▸ SHORT TASK A
Set out the entries as a numbered list, skipping blank lines, taking everything from the line containing "Referring to the image provided, outline the toilet bowl" down to the line containing "[376,243,413,272]".

____ PROVIDED PASSAGE

The Delhi violence has been documented by the
Peoples' Union for Civil Liberties and the Peoples Union for Democratic
Rights in their joint report - Who are the Guilty? - which mentions by
name 16 Congress politicians, 13 police officers and 198 others, accused
by survivors and eyewitnesses of responsibility for the carnage. Early
in January 1985, journalist Rahul Bedi of the Indian Express and Smitoo
Kothari of the PUCL moved the High Court of Delhi demanding a judicial
inquiry into the violence on the strength of this documentation. Justice
Yogeshwar Dayal kept the petition dangling for a few weeks and finally
dismissed it, passing abusing comments about "Those busybodies out for
publicity, who poke their noses into all matters and waste the valuable
time of judiciary".
Three thousand innocent Sikhs - men, women and
children - had been brutally killed and many times as many made orphans
and homeless. Yet the supposedly independent institution of judiciary
not only considered the pogrom unworthy of investigation, thereby
acquiescing in it, but also thought it necessary to abuse those who
beseeched it to inquire. Earlier, when in the parliamentary elections
held towards the end of 1984, the Congress Party, riding on the wave of
Hindu sentiments against Sikhs, secured an unprecedented popular
mandate, the Sikhs had understood that the Hindu democratic sanction to
the genocide would ensure that not one of those who had instigated the
holocaust, not one who directly participated in it, would be called to
account for the crimes. As if to confirm the point, Rajiv Gandhi, the
dynastic successor to the government as the new Prime Minister, inducted
into his Cabinet several main suspects of the organization of the
slaughter as important ministers. Judiciary too succumbed to the Hindu
democratic mandate. Neither was the role of the mainstream press beyond
reproach.

________
____ EXTRACTED ENTRIES

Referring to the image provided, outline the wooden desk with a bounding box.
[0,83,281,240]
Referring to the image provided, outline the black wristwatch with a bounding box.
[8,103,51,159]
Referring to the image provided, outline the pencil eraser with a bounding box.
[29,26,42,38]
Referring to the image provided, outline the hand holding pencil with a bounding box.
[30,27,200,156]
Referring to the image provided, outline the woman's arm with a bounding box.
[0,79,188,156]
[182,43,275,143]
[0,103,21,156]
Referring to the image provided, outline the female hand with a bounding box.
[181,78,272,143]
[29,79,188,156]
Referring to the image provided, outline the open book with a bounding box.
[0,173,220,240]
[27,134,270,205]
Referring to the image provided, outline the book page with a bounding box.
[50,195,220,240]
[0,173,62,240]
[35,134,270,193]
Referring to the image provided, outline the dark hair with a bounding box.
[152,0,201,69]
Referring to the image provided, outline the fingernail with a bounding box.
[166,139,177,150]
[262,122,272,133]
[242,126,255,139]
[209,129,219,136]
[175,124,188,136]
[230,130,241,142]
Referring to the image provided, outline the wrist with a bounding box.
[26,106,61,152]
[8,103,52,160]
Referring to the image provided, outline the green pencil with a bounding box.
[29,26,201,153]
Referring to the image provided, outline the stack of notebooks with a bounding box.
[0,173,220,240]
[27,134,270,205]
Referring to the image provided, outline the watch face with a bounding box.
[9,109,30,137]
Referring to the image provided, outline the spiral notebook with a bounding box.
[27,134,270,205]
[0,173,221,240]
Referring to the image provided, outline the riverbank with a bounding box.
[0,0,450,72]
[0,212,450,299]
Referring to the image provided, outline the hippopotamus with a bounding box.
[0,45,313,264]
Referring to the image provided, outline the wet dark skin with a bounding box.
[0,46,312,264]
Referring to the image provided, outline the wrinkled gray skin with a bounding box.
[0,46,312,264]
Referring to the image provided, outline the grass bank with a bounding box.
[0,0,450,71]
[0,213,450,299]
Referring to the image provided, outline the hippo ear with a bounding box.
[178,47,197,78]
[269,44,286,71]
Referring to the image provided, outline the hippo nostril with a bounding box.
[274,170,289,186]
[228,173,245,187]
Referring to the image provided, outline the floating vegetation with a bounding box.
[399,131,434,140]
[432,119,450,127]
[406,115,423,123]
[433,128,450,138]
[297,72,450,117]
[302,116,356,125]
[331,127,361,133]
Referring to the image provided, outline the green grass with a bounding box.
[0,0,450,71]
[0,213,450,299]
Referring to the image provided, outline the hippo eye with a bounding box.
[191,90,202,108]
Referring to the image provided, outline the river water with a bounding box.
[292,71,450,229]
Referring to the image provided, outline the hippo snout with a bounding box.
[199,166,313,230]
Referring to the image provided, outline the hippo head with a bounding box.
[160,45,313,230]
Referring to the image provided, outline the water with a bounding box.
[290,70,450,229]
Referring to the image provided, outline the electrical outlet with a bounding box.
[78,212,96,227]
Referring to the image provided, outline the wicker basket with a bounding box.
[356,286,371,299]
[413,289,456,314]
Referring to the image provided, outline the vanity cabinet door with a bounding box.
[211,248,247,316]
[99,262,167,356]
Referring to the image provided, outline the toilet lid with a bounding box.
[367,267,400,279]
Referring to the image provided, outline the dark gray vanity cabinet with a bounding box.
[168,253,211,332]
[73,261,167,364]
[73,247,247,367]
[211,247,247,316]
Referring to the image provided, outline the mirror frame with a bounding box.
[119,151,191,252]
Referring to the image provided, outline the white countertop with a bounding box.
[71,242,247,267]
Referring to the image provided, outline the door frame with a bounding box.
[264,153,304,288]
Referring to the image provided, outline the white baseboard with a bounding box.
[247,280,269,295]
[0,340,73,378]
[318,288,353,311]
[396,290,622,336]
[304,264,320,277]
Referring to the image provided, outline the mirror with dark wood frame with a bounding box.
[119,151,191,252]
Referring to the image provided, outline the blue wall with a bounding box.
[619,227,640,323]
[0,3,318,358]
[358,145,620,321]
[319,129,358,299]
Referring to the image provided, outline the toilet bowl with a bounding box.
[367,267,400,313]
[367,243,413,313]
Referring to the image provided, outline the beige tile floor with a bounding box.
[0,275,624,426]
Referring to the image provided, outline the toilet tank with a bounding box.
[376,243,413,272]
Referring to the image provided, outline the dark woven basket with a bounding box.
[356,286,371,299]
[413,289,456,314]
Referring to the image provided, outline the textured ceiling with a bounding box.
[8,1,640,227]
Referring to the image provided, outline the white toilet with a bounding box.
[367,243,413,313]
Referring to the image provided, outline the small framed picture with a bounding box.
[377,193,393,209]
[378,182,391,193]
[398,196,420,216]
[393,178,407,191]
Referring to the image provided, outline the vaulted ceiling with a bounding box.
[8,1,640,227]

________

▸ SHORT TASK B
According to the passage on the Delhi violence, which judge dismissed the petition for a judicial inquiry?

▸ COMPLETE ANSWER A
1. Referring to the image provided, outline the toilet bowl with a bounding box.
2. [367,267,400,313]
3. [367,243,413,313]
4. Referring to the image provided, outline the beige tile floor with a bounding box.
5. [0,275,624,426]
6. Referring to the image provided, outline the toilet tank with a bounding box.
7. [376,243,413,272]

▸ COMPLETE ANSWER B
Justice Yogeshwar Dayal.